- [TASK TO COMPLETE] Update the lines starting with the one containing "task | put a marker on each instance of the bush" and going on through the one containing "x=1003, y=409" by replacing "tree line" with "treeline" and leaving everything else unchanged. Return only those lines.

(Collected data entries)
___
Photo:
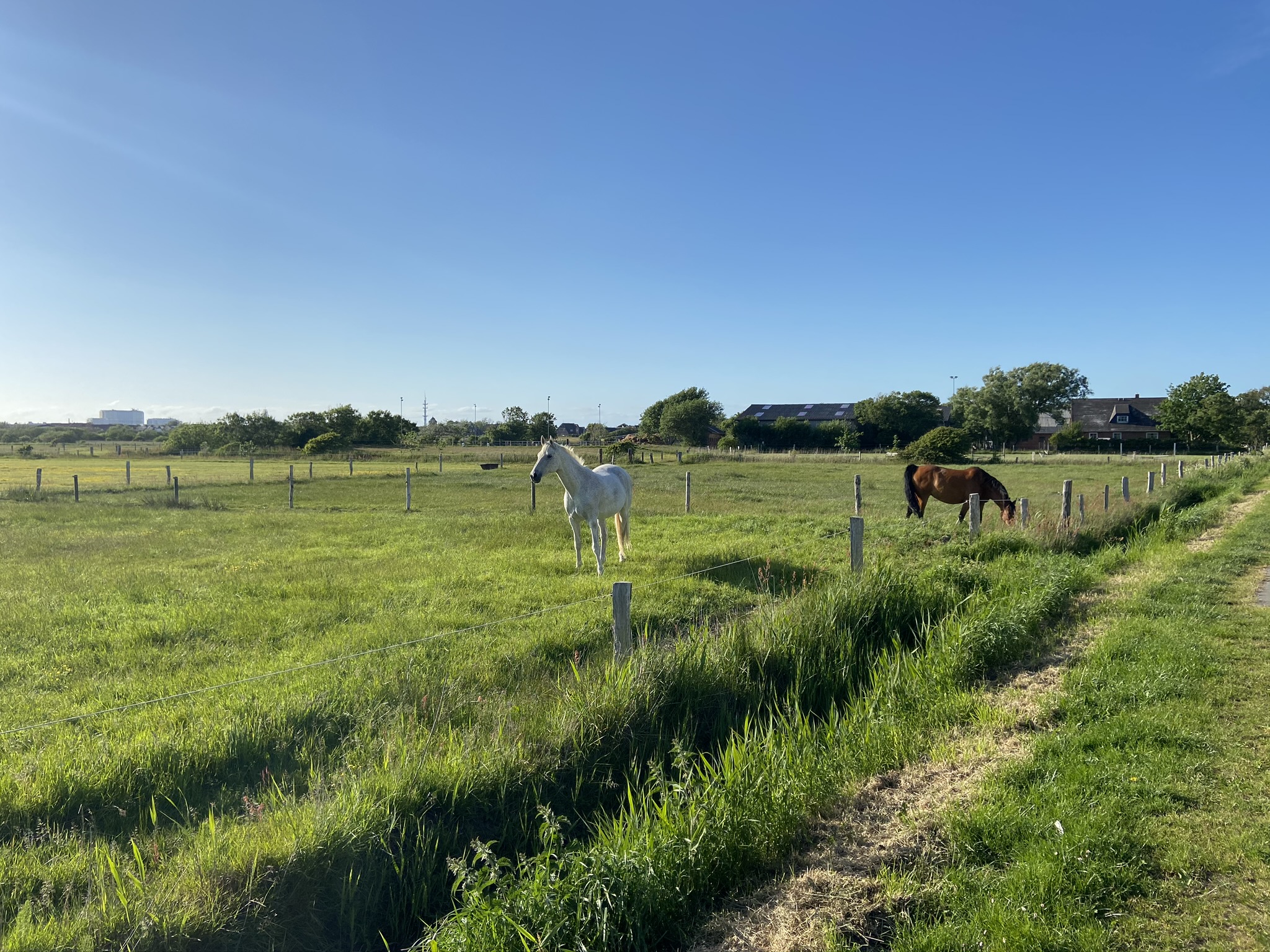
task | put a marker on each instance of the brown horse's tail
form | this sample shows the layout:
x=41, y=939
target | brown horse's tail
x=911, y=491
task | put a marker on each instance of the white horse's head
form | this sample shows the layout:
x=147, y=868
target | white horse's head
x=549, y=460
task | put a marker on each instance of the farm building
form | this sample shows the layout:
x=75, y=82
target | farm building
x=1114, y=419
x=1119, y=418
x=127, y=418
x=814, y=414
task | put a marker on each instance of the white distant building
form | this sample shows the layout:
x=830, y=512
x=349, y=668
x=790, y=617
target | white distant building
x=126, y=418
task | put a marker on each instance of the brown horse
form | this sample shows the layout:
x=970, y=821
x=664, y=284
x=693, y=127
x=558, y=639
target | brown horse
x=954, y=487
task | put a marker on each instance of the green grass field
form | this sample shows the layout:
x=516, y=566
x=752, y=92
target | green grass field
x=316, y=808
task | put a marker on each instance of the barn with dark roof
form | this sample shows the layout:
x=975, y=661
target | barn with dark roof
x=814, y=414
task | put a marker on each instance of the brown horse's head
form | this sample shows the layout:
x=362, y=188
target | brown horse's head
x=1008, y=511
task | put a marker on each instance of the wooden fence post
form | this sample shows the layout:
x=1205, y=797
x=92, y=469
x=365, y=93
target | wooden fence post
x=858, y=545
x=621, y=621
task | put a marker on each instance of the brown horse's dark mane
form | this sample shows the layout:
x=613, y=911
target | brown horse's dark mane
x=996, y=485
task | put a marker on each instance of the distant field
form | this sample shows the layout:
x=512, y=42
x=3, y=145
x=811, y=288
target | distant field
x=122, y=598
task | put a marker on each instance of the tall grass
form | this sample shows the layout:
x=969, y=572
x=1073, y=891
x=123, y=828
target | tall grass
x=321, y=811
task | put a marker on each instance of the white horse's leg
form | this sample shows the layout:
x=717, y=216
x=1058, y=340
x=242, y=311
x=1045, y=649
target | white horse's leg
x=625, y=541
x=575, y=524
x=597, y=544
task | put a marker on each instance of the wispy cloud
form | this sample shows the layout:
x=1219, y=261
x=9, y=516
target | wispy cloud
x=1250, y=47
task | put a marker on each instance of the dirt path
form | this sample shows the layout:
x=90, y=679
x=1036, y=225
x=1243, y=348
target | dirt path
x=835, y=888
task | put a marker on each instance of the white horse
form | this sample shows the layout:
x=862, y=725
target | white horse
x=591, y=496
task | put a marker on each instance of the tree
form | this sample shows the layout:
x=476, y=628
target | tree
x=515, y=426
x=997, y=410
x=747, y=431
x=907, y=416
x=342, y=420
x=1202, y=410
x=1049, y=387
x=1255, y=409
x=837, y=434
x=300, y=428
x=944, y=444
x=327, y=443
x=689, y=420
x=541, y=425
x=651, y=420
x=381, y=428
x=790, y=432
x=191, y=437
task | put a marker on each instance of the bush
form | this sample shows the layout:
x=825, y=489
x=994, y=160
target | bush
x=328, y=442
x=944, y=444
x=1071, y=437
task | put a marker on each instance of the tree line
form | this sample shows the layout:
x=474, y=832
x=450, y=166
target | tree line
x=1003, y=409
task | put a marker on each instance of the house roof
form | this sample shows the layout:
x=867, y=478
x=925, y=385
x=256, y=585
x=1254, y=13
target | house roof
x=812, y=413
x=1101, y=414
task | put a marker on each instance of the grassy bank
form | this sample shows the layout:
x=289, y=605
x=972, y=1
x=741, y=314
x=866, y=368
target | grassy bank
x=693, y=832
x=1141, y=821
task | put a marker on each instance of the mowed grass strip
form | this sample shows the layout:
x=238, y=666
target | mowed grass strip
x=1142, y=821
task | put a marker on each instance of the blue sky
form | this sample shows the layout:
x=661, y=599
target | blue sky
x=233, y=206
___
- [FINISHED TASK]
task | put a marker on each instance of the bush
form | this sample shows the layout:
x=825, y=489
x=994, y=160
target | bush
x=328, y=442
x=944, y=444
x=1071, y=437
task | put a marker on each instance of the treeline
form | this sample shows the layout:
x=474, y=832
x=450, y=166
target | treeline
x=1003, y=409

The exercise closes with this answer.